> [Provided records]
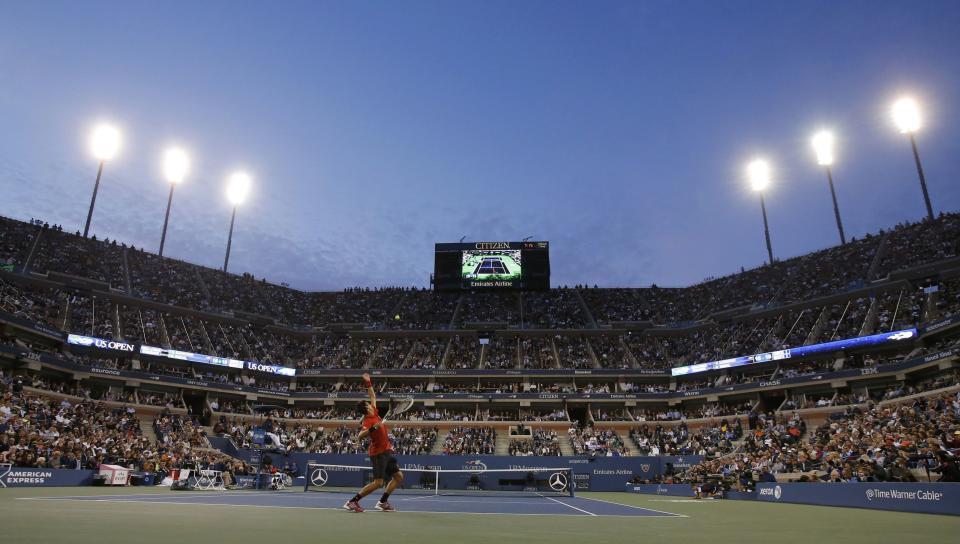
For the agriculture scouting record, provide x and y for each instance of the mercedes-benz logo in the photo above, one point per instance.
(318, 477)
(558, 481)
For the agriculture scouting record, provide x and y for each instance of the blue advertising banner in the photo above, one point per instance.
(800, 351)
(43, 477)
(670, 490)
(928, 498)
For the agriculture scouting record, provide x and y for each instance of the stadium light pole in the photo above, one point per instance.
(175, 166)
(237, 188)
(906, 115)
(823, 145)
(758, 172)
(104, 143)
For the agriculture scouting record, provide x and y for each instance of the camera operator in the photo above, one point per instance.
(947, 468)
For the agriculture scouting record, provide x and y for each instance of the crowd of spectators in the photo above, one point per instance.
(588, 440)
(470, 441)
(864, 443)
(542, 443)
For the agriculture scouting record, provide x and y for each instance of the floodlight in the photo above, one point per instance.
(759, 173)
(104, 142)
(175, 165)
(823, 145)
(906, 115)
(237, 188)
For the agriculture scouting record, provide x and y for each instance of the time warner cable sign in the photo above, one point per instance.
(99, 343)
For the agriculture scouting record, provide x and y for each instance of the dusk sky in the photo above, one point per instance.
(618, 131)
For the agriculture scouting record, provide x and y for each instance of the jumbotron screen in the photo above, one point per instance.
(492, 265)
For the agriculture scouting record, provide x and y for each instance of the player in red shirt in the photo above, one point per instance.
(381, 454)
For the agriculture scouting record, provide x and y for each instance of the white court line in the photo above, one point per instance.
(672, 514)
(184, 494)
(434, 499)
(570, 505)
(327, 508)
(697, 501)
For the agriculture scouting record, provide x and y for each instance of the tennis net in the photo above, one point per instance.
(429, 481)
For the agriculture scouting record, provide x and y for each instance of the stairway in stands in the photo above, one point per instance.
(503, 443)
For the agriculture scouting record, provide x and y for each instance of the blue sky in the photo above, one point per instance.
(619, 131)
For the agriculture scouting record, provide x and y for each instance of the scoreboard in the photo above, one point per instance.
(492, 265)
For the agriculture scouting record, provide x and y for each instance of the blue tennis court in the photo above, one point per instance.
(436, 504)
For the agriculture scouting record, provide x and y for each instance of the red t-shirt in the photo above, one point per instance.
(379, 441)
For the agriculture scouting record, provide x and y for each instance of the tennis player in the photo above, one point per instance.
(381, 454)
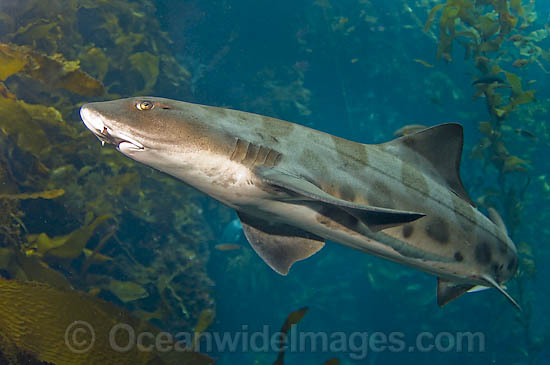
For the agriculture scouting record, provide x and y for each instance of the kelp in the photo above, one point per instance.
(54, 71)
(54, 56)
(44, 321)
(48, 194)
(503, 44)
(293, 319)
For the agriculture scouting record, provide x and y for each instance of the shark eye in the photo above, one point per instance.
(145, 105)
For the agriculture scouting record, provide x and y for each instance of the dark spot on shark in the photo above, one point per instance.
(240, 150)
(483, 253)
(262, 155)
(251, 154)
(407, 230)
(464, 212)
(351, 150)
(276, 127)
(273, 158)
(497, 271)
(339, 220)
(438, 230)
(347, 193)
(414, 179)
(380, 196)
(512, 264)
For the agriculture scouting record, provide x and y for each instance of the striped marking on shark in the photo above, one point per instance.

> [Action item] Copy each line of the records above without change, but do not include any picture.

> [Answer box]
For the agriculture scouting record, provide x and y for each instance of the mercedes-benz logo in the photo above, one point per instance.
(318, 477)
(558, 481)
For the agriculture scouting record, provide x and y for each instance of the blue advertising banner in the photo above, one point per instance.
(800, 351)
(43, 477)
(670, 490)
(928, 498)
For the agriculture scouting record, provide x and y for each instance of the stadium light pole in the photo above, one point per instance.
(175, 166)
(237, 188)
(906, 115)
(823, 145)
(758, 172)
(104, 143)
For the agriculture scouting record, provide x and y for each instance of the camera operator in the photo above, one point per instance.
(947, 468)
For the agriculture scouting record, provide x and y for each instance of the crowd of spectators in the photo above, one point per instance.
(588, 440)
(470, 441)
(864, 443)
(542, 443)
For the agriculture scouting record, provide x and y for each instance of the floodlight in the photo above, one point per instance.
(759, 173)
(104, 142)
(175, 165)
(823, 145)
(906, 115)
(237, 188)
For the agriculture scouting record, provide x and y for each instance of the time warner cable sign in the photo above, one point per instance.
(99, 343)
For the agriculture scouting record, provide x and y for each instance of the dusk sky in the photo above, one point per instance.
(618, 131)
For the agriculture scouting record, provide x and y for each instance of the jumbotron screen in the photo above, one point per instance.
(492, 265)
For the agriculture scouting record, provide x and y for each instance of the player in red shirt in the photo above, one point per instance.
(381, 454)
For the agriculture scouting record, provide x and y for each instance of the white court line in the photo above, one point per instance.
(672, 514)
(184, 494)
(434, 499)
(570, 505)
(327, 508)
(697, 501)
For the agriculture scouting record, provide x and y for each instance of the tennis net in the photo above, one point per instance.
(429, 481)
For the agriculture scouting record, provide x and y for each instance of the stairway in stands in the photo above, one point per instance.
(503, 443)
For the agriculture scouting record, provide x and y for each instance of the blue sky in the photo above, one point per instance.
(619, 131)
For the agriculture scouting record, provide x and y for each instance of the scoreboard in the photo above, one point per instance.
(492, 265)
For the agriculture scouting record, provide x and y for each instance of the blue tennis court in the photo above, one point per instance.
(436, 504)
For the agriculture scouting record, provide x and y for each instance of the red t-shirt in the photo above, one point per instance.
(379, 441)
For the agriculture scouting record, provide x and y for each instance of the tennis player in the photo above, one point per instance.
(381, 454)
For the agriculture scouting record, provide x and y for each instance of the kelp in the photo above, one point per instance.
(54, 71)
(54, 56)
(44, 321)
(48, 194)
(503, 44)
(293, 319)
For the agriculture scouting record, provide x and y for each instance of the shark eye in the photo above, one point per instance.
(145, 105)
For the agriculture scouting record, provide x and y for each instance of the dark spot on shark in the photo above, one point per instance.
(240, 150)
(483, 253)
(262, 155)
(251, 154)
(407, 230)
(464, 212)
(351, 150)
(276, 127)
(273, 158)
(497, 271)
(339, 220)
(438, 230)
(347, 193)
(414, 179)
(380, 196)
(512, 264)
For the agriculture scouting record, provide x and y for each instance of the striped marking on shark in the photo above, one point per instance.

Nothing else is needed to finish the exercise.